■ Tâche courte 1:
Transcrivez sans la moindre modification le passage de l'extrait sur la capacité juridique des personnes handicapées, en commençant à « Deux tables rondes » et en terminant à « toujours les législations. ».
■ Tâche courte 2:
Reprenez le texte sur les droits des personnes handicapées à partir de sa dernière phrase et poursuivez-le dans le même registre.

■ Extrait fourni:
§
Les participants ont attiré l’attention sur les mesures législatives à faire appliquer au plan national pour assurer la reconnaissance de la personnalité juridique des personnes handicapées dans des conditions d’égalité et sur celles à mettre en œuvre pour garantir l’accès des personnes handicapées à la justice.
Deux tables rondes ont été organisées ce matin sur ces questions liées aux articles 12 et 13 de la Convention,
Les panélistes et les représentants des États Membres ont, dans ce cadre, reconnu les difficultés rencontrées par les États parties à la Convention, dont l’arsenal juridique en matière de protection des droits des personnes handicapées est souvent très développé, pour donner aux personnes handicapées un accès à l’accompagnement dont elles peuvent avoir besoin pour exercer leur capacité juridique dans tous les domaines de la vie sociale, et ce, sur la base de l’égalité avec leurs autres concitoyens.
L’essentiel des débats a ainsi porté sur la nécessité de transformer les systèmes d’assistance aux personnes handicapées dans des contextes nationaux où des notions comme celle de l’« incapacité », qui contrevient à la lettre de la Convention, imprègnent toujours les législations.
Les intervenants se sont ainsi demandés comment accroître l’autonomie des personnes handicapées et appuyer efficacement les décisions qu’elles peuvent être amenées à prendre pour, par exemple, avoir le contrôle de leurs finances, mieux gérer leur biens ou prendre soin au mieux de leur santé.
Pour la plupart des participants, il faut, à ce stade de mise en œuvre de la Convention, que les autorités nationales compétentes s’inspirent du message lancé par ce Traité pour parvenir à mettre en place des systèmes de tutelle et d’accompagnement qui soient respectueux des droits et de la dignité humaine des personnes handicapées, ces dernières pouvant être victimes d’abus d’influence de la part des organes qui sont pourtant censés œuvrer pour leur bien-être.
§
■ Données brutes:
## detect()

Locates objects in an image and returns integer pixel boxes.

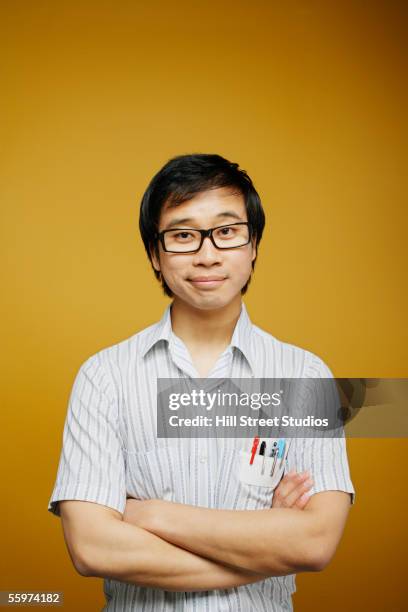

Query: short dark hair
[139,153,265,297]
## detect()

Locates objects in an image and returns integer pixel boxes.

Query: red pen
[249,436,259,465]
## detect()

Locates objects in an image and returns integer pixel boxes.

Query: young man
[49,154,354,612]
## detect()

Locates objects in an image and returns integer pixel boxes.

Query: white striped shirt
[48,304,354,612]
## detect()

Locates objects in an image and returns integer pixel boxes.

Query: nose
[193,236,221,266]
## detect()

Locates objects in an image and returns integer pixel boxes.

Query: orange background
[0,0,408,612]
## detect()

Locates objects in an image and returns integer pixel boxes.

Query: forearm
[140,500,320,576]
[81,520,266,591]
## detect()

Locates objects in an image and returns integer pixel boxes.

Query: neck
[171,294,242,349]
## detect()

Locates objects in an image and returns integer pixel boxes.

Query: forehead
[159,187,247,229]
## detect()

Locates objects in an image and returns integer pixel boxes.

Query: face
[152,187,256,310]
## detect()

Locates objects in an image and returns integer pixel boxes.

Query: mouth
[188,276,226,289]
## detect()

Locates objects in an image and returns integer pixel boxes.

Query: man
[49,154,354,612]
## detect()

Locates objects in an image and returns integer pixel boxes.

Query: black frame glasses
[155,221,252,255]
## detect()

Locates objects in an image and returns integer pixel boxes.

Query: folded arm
[126,491,350,576]
[60,501,266,591]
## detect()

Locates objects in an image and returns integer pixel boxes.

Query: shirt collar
[231,302,255,374]
[142,302,255,373]
[142,304,172,357]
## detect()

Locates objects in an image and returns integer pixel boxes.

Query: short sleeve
[288,353,355,504]
[48,355,126,516]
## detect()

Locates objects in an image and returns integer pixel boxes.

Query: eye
[217,225,236,238]
[174,232,192,240]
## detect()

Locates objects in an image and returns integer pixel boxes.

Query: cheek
[161,257,186,279]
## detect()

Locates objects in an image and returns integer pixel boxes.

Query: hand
[272,471,313,510]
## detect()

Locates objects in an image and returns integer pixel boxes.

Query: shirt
[48,304,354,612]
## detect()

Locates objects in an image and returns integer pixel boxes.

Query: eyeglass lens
[164,224,249,253]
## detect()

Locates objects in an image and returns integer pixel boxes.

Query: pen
[249,436,259,465]
[278,440,286,469]
[259,440,266,474]
[269,442,278,476]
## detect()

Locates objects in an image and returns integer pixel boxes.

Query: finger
[285,478,313,508]
[275,472,309,501]
[295,491,312,510]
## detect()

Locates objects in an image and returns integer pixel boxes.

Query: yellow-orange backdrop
[0,0,408,612]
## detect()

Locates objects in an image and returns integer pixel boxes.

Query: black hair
[139,153,265,297]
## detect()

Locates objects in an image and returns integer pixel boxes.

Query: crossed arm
[60,474,349,591]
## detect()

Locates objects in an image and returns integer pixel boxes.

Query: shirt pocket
[123,445,185,503]
[230,450,286,510]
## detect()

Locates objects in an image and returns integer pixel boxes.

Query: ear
[150,246,160,272]
[251,237,258,261]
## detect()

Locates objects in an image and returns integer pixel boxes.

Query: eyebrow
[164,210,244,229]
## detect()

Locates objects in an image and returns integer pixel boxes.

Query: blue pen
[269,442,279,476]
[278,440,286,469]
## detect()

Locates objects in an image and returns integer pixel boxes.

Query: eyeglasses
[156,222,251,253]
§
■ Résultat attendu 1:
Deux tables rondes ont été organisées ce matin sur ces questions liées aux articles 12 et 13 de la Convention,
Les panélistes et les représentants des États Membres ont, dans ce cadre, reconnu les difficultés rencontrées par les États parties à la Convention, dont l’arsenal juridique en matière de protection des droits des personnes handicapées est souvent très développé, pour donner aux personnes handicapées un accès à l’accompagnement dont elles peuvent avoir besoin pour exercer leur capacité juridique dans tous les domaines de la vie sociale, et ce, sur la base de l’égalité avec leurs autres concitoyens.
L’essentiel des débats a ainsi porté sur la nécessité de transformer les systèmes d’assistance aux personnes handicapées dans des contextes nationaux où des notions comme celle de l’« incapacité », qui contrevient à la lettre de la Convention, imprègnent toujours les législations.

■ Résultat attendu 2:
La Convention relative aux droits des personnes handicapées a été adoptée le 13 décembre 2006 au Siège de l’ONU, à New York, et a été ouverte à la signature le 30 mars 2007. C’est le premier grand Traité du XXIe siècle en matière de droits de l’homme, et c’est la première Convention des droits de l’homme à être ouverte à la signature des organisations d’intégration régionale. Elle a été signée par 148 pays depuis le 30 mars 2007 et ratifiée par 66 États. À ce jour, son Protocole facultatif a réuni 85 signatures et 44 ratifications. Elle fut l’un des traités le plus rapidement négociés aux Nations Unies et à entrer en vigueur.
QUESTIONS RELATIVES À L’APPLICATION DE LA CONVENTION
Table ronde sur la reconnaissance de la personnalité juridique dans des conditions d’égalité
Déclarations liminaires
Mme MARIA SOLEDAD CISTERNAS REYES, avocate, chargée de recherches en sciences politiques et membre du Comité des droits des personnes handicapées, a expliqué qu’en matière de reconnaissance de la personne juridique de la personne handicapée, le principal défi à relever consiste à dépasser les définitions de l’« incapacité ». Selon elle, la Convention doit avoir pour effet d’entrainer une refonte des législations nationales qui considèrent que les personnes vivant avec un handicap mental ne sont pas capables de prendre certaines décisions engageant leur propre devenir. Elle a expliqué que cette situation empêchait dans certains cas les personnes handicapées d’être traitées sur un pied d’égalité avec les autres et, partant, de jouir de leurs droits de citoyens.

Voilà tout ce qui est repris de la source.